Complete the following:
**a)** List every person whom the article on the Heathrow 13 trial mentions by name.
**b)** Continue the article on the Heathrow 13 trial, starting after its last sentence.

Extract to read:
## START

Danielle Paffard on the first day of the two week Heathrow 13 trial

INTERVIEW: As one of the Heathrow 13, Danielle Paffard had been expecting to spend her birthday yesterday behind bars. Thankfully, she found out on Wednesday that she and her fellow campaigners had been spared jail as a result of their high-profile protest against the London airport’s expansion.

‘I was all set to go to prison,’ Paffard tells the Justice Gap. ‘Finding out what you can and can’t take to prison is incredibly difficult. No blue and black clothes, apparently.’ On Wednesday morning she packed a bag, grabbed a book (‘An officer and a spy’), and headed off for Willesden Magistrates’ Court not knowing whether she be coming home or not. Fortunately Paffard – a veteran of numerous high profile actions – celebrated her 29th birthday a free woman.

‘Prison was something we were all prepared to do for the cause. Lots of our role models have done time for what they believe in,’ she says; before quickly adding that it was ‘a huge relief’ to find out they weren’t going to prison. As she puts it: ‘I could take my brave face off.’

The mark of a civilized community
The seven women and six men had been found guilty earlier in the year of aggravated trespass and warned by district judge Deborah Wright to expect a custodial sentence. This week Wright acknowledged the ‘integrity’ and ‘commitment’ of the campaigners and noted that they had acted ‘in what they genuinely believed was in the best interests of the public and society as a whole.’

The judge quoted a judgment of Lord Hoffman:

‘Civil disobedience on conscientious grounds has a long and honourable history in this country. …. It is the mark of a civilized community that it can accommodate protests and demonstrations of this kind.’

The protestors might have been ‘principled people’ Wright went on to say, but she added: ‘The fact that you are principled and have strong views about public interest doesn’t mean you can break the law.’

A sentence of 13 weeks was cut by over half, and suspended for 12 months, on account of the group’s good character and because safety measures had been taken.

## END

Given material:
## START

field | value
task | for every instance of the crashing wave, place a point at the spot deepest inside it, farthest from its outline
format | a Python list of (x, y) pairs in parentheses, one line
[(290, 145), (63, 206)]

## END

The results:
**a)** Danielle Paffard, Deborah Wright, Lord Hoffman

**b)**
Plane Stupid activists after a court hearing at Willesden magistrates court

Plane Stupid activists after a court hearing at Willesden magistrates court


 

Sir Howards Davies, chair of the Airport Commission, published his report recommending a third runway for Heathrow on July 1 2015. Less than two weeks later, Heathrow police were alerted to suspicious activity around the airport’s perimeter fence at 3.45am. They arrived to discover discarded bolt cutters near a hole in the fence.

The protestors, who had themselves alerted the police, quickly built a tripod out of scaffolding poles and one of their number, Cameron Kaye, donned a white jump suit and, dressed as a polar bear, perched on top.

Plane Stupid Heathrow 13 Action - 23Why? ‘The idea was to stop planes and highlight the fact that a third runway was absolutely preposterous if you look at it in terms of the climate impact,’ replies Danielle Paffard, who as well as being a Plane Stupid activist is divestment officer at the climate campaign group 350.org.

Paffard claims a new runaway would ‘fundamentally undermine every policy that the government has made to take action on climate change’ and ‘makes a mockery’ of the 2015 Paris climate agreement.

‘The third runaway makes it impossible to meet the government’s own legally binding climate targets. This protest was about highlighting the climate impact of a runway that produces the same amount of emissions as the whole of Kenya.’
Danielle Paffard

Binge-fliers
On the day of the protest 25 of the 1,300 flights due to take off and land at Heathrow had to be cancelled.

What does she say to those families who had saved up all year for their fortnight in the sun? ‘We unreservedly apologise to those who were disrupted on the day with good reasons to travel,’ she answers.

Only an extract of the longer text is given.